• **DESCRIPTION OF THE TASK**:
Reproduction without pictures: print every entry precisely as written.

• **LISTED RECORDS**:
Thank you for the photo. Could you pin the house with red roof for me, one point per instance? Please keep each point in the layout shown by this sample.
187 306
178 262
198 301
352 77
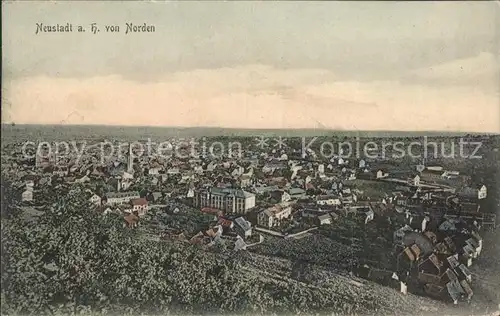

• **RESPONSE TO THE EXERCISE**:
Thank you for the photo. Could you pin the house with red roof for me, one point per instance? Please keep each point in the layout shown by this sample.
187 306
178 262
198 301
352 77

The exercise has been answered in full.